== DATA FOR THE TASK
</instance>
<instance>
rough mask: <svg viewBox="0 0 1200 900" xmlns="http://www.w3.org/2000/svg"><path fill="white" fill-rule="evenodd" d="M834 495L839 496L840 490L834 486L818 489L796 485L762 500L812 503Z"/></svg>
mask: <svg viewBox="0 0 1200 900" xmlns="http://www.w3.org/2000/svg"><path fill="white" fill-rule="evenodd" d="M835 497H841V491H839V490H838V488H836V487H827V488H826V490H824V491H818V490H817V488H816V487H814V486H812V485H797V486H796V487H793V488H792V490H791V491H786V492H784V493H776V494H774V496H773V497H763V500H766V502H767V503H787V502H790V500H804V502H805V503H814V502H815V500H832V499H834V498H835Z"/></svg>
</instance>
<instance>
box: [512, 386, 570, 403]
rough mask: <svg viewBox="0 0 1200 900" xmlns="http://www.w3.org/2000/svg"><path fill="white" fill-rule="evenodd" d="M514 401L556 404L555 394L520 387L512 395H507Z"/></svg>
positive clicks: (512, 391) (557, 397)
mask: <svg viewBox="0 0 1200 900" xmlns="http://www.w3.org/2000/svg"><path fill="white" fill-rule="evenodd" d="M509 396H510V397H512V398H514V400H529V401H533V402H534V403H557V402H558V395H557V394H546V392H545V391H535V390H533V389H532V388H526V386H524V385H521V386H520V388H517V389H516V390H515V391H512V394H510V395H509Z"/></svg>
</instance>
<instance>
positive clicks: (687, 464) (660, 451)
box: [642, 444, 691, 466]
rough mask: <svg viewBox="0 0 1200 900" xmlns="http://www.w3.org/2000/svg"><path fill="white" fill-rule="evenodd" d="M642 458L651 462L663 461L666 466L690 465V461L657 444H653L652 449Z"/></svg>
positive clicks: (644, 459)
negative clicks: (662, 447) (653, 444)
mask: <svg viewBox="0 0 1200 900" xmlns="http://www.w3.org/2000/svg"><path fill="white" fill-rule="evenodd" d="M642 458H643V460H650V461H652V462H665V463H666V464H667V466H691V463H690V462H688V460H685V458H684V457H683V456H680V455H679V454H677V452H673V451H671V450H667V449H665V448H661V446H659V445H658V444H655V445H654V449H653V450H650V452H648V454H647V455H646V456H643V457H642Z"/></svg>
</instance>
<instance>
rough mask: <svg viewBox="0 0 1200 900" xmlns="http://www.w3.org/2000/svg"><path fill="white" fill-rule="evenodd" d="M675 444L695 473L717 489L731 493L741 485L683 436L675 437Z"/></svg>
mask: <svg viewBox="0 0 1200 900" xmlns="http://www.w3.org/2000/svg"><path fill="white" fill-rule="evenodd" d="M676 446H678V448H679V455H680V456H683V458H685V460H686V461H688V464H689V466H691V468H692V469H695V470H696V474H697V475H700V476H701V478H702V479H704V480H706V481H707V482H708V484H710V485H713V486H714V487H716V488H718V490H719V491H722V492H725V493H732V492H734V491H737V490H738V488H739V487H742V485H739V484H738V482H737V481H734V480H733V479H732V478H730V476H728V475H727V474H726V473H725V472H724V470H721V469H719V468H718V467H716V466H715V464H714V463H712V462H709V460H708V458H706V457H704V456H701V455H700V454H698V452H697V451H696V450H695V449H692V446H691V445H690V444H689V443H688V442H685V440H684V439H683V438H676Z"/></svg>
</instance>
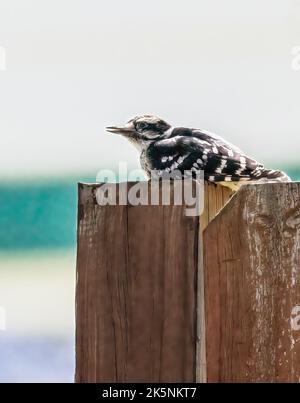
====
▶ **EXERCISE REQUIREMENTS**
Please retype the whole of the data precisely, omitting pictures.

▶ **SOLUTION TO THIS PROBLEM**
</instance>
<instance>
rough mask: <svg viewBox="0 0 1200 900" xmlns="http://www.w3.org/2000/svg"><path fill="white" fill-rule="evenodd" d="M834 495L839 496L840 490L834 486L818 489L796 485L762 500L812 503Z"/></svg>
mask: <svg viewBox="0 0 1200 900" xmlns="http://www.w3.org/2000/svg"><path fill="white" fill-rule="evenodd" d="M835 497H841V491H839V490H838V488H836V487H827V488H826V490H824V491H818V490H817V488H816V487H814V486H812V485H797V486H796V487H793V488H792V490H791V491H786V492H784V493H776V494H774V496H773V497H763V500H766V502H767V503H787V502H790V500H804V502H805V503H814V502H815V500H832V499H834V498H835Z"/></svg>
</instance>
<instance>
box: [512, 386, 570, 403]
rough mask: <svg viewBox="0 0 1200 900" xmlns="http://www.w3.org/2000/svg"><path fill="white" fill-rule="evenodd" d="M514 401L556 404L555 394L520 387L512 395H507Z"/></svg>
positive clicks: (512, 391) (557, 397)
mask: <svg viewBox="0 0 1200 900" xmlns="http://www.w3.org/2000/svg"><path fill="white" fill-rule="evenodd" d="M509 396H510V397H512V398H514V400H529V401H533V402H534V403H557V402H558V395H557V394H546V392H545V391H535V390H533V389H532V388H526V386H524V385H521V386H520V388H517V389H516V390H515V391H512V394H510V395H509Z"/></svg>
</instance>
<instance>
positive clicks: (687, 464) (660, 451)
box: [642, 444, 691, 466]
rough mask: <svg viewBox="0 0 1200 900" xmlns="http://www.w3.org/2000/svg"><path fill="white" fill-rule="evenodd" d="M642 458L651 462L663 461L666 466L690 465V461L657 444H653L652 449Z"/></svg>
positive clicks: (644, 459)
negative clicks: (662, 447) (653, 444)
mask: <svg viewBox="0 0 1200 900" xmlns="http://www.w3.org/2000/svg"><path fill="white" fill-rule="evenodd" d="M642 458H643V460H650V461H652V462H665V463H666V464H667V466H691V463H690V462H688V460H685V458H684V457H683V456H680V455H679V454H677V452H673V451H671V450H667V449H665V448H661V446H659V445H658V444H655V445H654V449H653V450H650V452H648V454H647V455H646V456H643V457H642Z"/></svg>
</instance>
<instance>
rough mask: <svg viewBox="0 0 1200 900" xmlns="http://www.w3.org/2000/svg"><path fill="white" fill-rule="evenodd" d="M675 444L695 473L717 489L731 493L741 485L683 436L675 437Z"/></svg>
mask: <svg viewBox="0 0 1200 900" xmlns="http://www.w3.org/2000/svg"><path fill="white" fill-rule="evenodd" d="M676 446H678V448H679V455H680V456H683V458H685V460H686V461H688V464H689V466H691V468H692V469H695V470H696V474H697V475H700V476H701V478H702V479H704V480H706V481H707V482H708V484H710V485H713V486H714V487H716V488H718V490H719V491H722V492H725V493H732V492H734V491H737V490H738V488H739V487H742V485H739V484H738V482H737V481H734V480H733V479H732V478H730V476H728V475H727V474H726V473H725V472H724V470H721V469H719V468H718V467H716V466H715V464H714V463H712V462H709V460H708V458H706V457H704V456H701V455H700V454H698V452H697V451H696V450H695V449H692V446H691V445H690V444H689V443H688V442H685V440H684V439H683V438H676Z"/></svg>
</instance>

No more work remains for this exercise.